### DESCRIPTION OF THE TASK
Copy the material below verbatim, keeping every line and character unchanged.

— begin —

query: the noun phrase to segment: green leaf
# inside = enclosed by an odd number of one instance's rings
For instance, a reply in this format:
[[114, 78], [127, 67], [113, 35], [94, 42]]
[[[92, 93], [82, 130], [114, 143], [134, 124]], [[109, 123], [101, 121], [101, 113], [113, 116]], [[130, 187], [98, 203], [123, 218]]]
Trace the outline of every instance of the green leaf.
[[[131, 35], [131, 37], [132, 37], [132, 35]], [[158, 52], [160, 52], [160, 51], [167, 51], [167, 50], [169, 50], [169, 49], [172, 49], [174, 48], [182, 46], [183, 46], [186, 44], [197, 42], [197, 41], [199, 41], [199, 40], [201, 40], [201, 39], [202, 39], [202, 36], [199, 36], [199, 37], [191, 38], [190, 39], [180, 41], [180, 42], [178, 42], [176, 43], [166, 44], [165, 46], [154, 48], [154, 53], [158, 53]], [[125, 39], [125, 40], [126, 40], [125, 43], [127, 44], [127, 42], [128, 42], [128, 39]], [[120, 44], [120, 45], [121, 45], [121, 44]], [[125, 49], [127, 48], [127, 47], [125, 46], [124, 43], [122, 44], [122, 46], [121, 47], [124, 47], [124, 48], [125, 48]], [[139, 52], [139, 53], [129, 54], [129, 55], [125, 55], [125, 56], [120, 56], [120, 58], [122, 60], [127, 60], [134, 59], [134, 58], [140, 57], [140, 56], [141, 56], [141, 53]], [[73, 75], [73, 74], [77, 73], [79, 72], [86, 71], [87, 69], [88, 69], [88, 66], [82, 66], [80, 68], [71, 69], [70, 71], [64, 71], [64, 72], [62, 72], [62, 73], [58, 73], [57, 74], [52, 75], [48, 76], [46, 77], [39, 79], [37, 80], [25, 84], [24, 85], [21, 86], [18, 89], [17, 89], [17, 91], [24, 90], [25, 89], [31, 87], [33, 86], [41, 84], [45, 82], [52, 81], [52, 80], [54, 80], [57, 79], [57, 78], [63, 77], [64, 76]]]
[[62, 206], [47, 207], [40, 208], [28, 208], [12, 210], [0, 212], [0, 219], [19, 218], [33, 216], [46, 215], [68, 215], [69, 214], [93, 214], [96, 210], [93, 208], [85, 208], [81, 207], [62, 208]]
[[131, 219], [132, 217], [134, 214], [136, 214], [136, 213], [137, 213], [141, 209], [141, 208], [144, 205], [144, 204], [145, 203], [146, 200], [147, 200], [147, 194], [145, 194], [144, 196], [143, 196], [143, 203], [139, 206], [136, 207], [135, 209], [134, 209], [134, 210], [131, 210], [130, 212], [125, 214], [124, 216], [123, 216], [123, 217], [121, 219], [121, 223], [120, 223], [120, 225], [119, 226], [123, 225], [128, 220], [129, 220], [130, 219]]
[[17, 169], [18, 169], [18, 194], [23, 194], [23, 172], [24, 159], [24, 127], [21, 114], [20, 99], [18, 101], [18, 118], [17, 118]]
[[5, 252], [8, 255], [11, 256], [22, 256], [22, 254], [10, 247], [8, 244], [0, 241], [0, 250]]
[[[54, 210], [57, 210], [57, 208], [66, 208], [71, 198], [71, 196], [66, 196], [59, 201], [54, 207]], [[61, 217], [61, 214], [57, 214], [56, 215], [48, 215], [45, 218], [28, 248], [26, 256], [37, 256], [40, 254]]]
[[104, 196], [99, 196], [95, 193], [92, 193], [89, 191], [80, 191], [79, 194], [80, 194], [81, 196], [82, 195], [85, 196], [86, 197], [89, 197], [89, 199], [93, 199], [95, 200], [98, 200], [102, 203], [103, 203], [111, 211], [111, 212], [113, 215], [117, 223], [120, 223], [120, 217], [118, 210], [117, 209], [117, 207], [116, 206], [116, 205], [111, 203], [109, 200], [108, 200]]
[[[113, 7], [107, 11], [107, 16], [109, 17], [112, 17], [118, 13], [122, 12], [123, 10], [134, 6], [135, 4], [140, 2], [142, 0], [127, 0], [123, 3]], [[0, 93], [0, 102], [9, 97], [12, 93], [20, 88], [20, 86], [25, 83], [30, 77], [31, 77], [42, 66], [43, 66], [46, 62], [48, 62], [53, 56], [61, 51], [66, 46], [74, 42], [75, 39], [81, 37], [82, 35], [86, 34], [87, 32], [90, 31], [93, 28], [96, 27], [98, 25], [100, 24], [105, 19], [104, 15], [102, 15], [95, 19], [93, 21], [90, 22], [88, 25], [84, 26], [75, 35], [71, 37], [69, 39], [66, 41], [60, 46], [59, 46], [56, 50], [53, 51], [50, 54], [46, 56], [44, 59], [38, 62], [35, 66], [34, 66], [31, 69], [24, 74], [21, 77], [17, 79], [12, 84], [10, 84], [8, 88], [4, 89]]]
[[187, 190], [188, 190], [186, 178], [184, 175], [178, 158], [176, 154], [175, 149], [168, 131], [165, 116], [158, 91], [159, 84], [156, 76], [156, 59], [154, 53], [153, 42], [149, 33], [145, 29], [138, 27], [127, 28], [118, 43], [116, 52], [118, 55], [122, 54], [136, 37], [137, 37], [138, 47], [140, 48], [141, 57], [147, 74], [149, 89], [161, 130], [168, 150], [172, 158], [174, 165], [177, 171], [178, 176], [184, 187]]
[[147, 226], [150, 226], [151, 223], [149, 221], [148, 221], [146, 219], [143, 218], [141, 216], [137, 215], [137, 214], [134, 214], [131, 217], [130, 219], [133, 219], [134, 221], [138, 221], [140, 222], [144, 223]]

— end —

### ANSWER FOR THIS EXERCISE
query: the noun phrase to segment: green leaf
# inside = enclosed by an odd number of one instance's rings
For instance, a reply in this format:
[[114, 78], [127, 67], [113, 35], [94, 42]]
[[[92, 93], [82, 130], [114, 143], [134, 124]], [[109, 123], [101, 121], [101, 113], [113, 116]], [[130, 187], [98, 203], [123, 218]]]
Trace the outline of every instance of the green leaf.
[[[131, 35], [131, 37], [132, 37], [132, 35]], [[158, 52], [160, 52], [160, 51], [167, 51], [167, 50], [169, 50], [169, 49], [172, 49], [174, 48], [182, 46], [183, 46], [186, 44], [197, 42], [197, 41], [199, 41], [199, 40], [201, 40], [201, 39], [202, 39], [202, 36], [199, 36], [199, 37], [191, 38], [190, 39], [180, 41], [180, 42], [178, 42], [176, 43], [166, 44], [165, 46], [154, 48], [154, 53], [158, 53]], [[125, 39], [125, 40], [126, 40], [125, 43], [127, 44], [127, 42], [128, 42], [128, 39]], [[120, 44], [120, 45], [121, 45], [121, 44]], [[125, 49], [127, 48], [127, 47], [125, 46], [124, 43], [122, 44], [122, 46], [121, 47], [124, 47], [124, 48], [125, 48]], [[139, 52], [139, 53], [129, 54], [129, 55], [125, 55], [125, 56], [120, 56], [120, 58], [122, 60], [127, 60], [134, 59], [134, 58], [140, 57], [140, 56], [141, 56], [141, 53]], [[73, 75], [73, 74], [77, 73], [79, 72], [86, 71], [87, 69], [88, 69], [88, 66], [82, 66], [80, 68], [71, 69], [70, 71], [64, 71], [64, 72], [62, 72], [62, 73], [58, 73], [57, 74], [52, 75], [48, 76], [46, 77], [39, 79], [37, 80], [25, 84], [24, 85], [21, 86], [18, 89], [17, 89], [17, 91], [24, 90], [25, 89], [31, 87], [33, 86], [41, 84], [45, 82], [52, 81], [52, 80], [54, 80], [57, 79], [57, 78], [63, 77], [64, 76]]]
[[62, 206], [47, 207], [40, 208], [28, 208], [12, 210], [0, 212], [0, 219], [19, 218], [33, 216], [46, 215], [68, 215], [69, 214], [93, 214], [96, 210], [93, 208], [85, 208], [81, 207], [62, 208]]
[[131, 219], [132, 217], [134, 214], [136, 214], [136, 213], [137, 213], [141, 209], [141, 208], [144, 205], [144, 204], [145, 203], [146, 200], [147, 200], [147, 194], [145, 194], [144, 196], [143, 196], [143, 203], [139, 206], [136, 207], [135, 209], [134, 209], [134, 210], [131, 210], [130, 212], [125, 214], [124, 216], [123, 216], [123, 217], [121, 219], [121, 223], [120, 223], [120, 225], [119, 226], [123, 225], [128, 220], [129, 220], [130, 219]]
[[17, 169], [18, 169], [18, 194], [23, 194], [23, 172], [24, 159], [24, 127], [21, 114], [20, 99], [18, 101], [18, 118], [17, 118]]
[[5, 252], [8, 255], [11, 256], [22, 256], [22, 254], [10, 247], [8, 244], [0, 241], [0, 250]]
[[[54, 210], [57, 210], [57, 208], [66, 208], [71, 198], [71, 196], [66, 196], [59, 201], [54, 207]], [[61, 217], [61, 214], [57, 214], [56, 215], [48, 215], [45, 218], [28, 248], [26, 256], [37, 256], [40, 254]]]
[[104, 196], [99, 196], [95, 193], [92, 193], [89, 191], [80, 191], [79, 194], [80, 194], [81, 196], [82, 195], [85, 196], [86, 197], [89, 197], [89, 199], [93, 199], [95, 200], [98, 200], [102, 203], [103, 203], [111, 211], [111, 212], [113, 215], [117, 223], [120, 223], [120, 217], [118, 210], [117, 209], [117, 207], [116, 206], [116, 205], [111, 203], [109, 200], [108, 200]]
[[[113, 7], [107, 11], [107, 16], [109, 17], [112, 17], [118, 13], [122, 12], [123, 10], [134, 6], [135, 4], [140, 2], [142, 0], [127, 0], [123, 3]], [[0, 93], [0, 102], [9, 97], [12, 93], [20, 88], [20, 86], [25, 83], [30, 77], [31, 77], [42, 66], [43, 66], [46, 62], [48, 62], [53, 56], [61, 51], [66, 46], [74, 42], [75, 39], [81, 37], [82, 35], [86, 34], [87, 32], [90, 31], [93, 28], [96, 27], [98, 25], [100, 24], [105, 19], [104, 15], [102, 15], [95, 19], [93, 21], [90, 22], [88, 25], [84, 26], [75, 35], [71, 37], [69, 39], [66, 41], [60, 46], [59, 46], [56, 50], [53, 51], [50, 54], [46, 56], [44, 59], [38, 62], [35, 66], [34, 66], [31, 69], [24, 74], [21, 77], [17, 79], [12, 84], [10, 84], [8, 88], [4, 89]]]
[[187, 190], [188, 190], [186, 178], [184, 175], [178, 158], [176, 154], [175, 149], [168, 131], [165, 116], [158, 91], [159, 84], [156, 76], [156, 59], [154, 53], [153, 42], [149, 33], [145, 29], [138, 27], [127, 28], [118, 43], [116, 52], [118, 55], [122, 54], [136, 37], [137, 37], [138, 47], [140, 48], [141, 57], [147, 74], [149, 89], [161, 130], [168, 150], [172, 158], [174, 165], [177, 171], [178, 176], [184, 187]]
[[147, 226], [150, 226], [151, 223], [149, 221], [148, 221], [146, 219], [143, 218], [141, 216], [137, 215], [137, 214], [134, 214], [131, 217], [130, 219], [133, 219], [134, 221], [138, 221], [140, 222], [144, 223]]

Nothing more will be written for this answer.